▶ [Task] The reply must consist of the lines from the first line of the records through the line containing "Target: evergreen tree", copied exactly, with every picture omitted.

▶ [Referring expression pointing data]
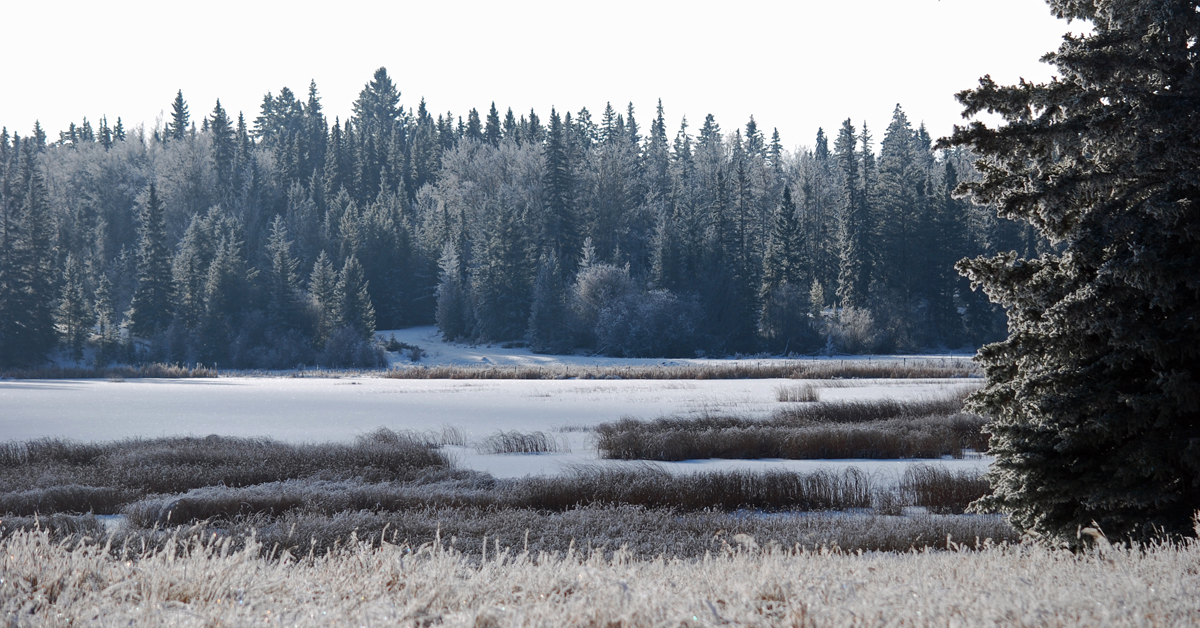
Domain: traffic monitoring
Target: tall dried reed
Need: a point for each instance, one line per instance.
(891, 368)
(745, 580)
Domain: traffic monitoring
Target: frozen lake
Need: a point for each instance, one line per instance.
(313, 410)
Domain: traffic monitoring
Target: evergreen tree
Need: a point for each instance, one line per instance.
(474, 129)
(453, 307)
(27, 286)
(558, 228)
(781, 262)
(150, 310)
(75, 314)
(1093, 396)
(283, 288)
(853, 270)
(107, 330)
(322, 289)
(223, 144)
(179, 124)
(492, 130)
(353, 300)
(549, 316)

▶ [Reply to the exercise]
Domain: traffic monitoring
Target: tall dried reed
Need: a point for each instance, one line per instance.
(891, 368)
(745, 580)
Domain: traffic monitoring
Target: frozen lake
Need: a point for each instance, one line per instance.
(313, 410)
Domain: traffic monitoring
Target: evergreen tree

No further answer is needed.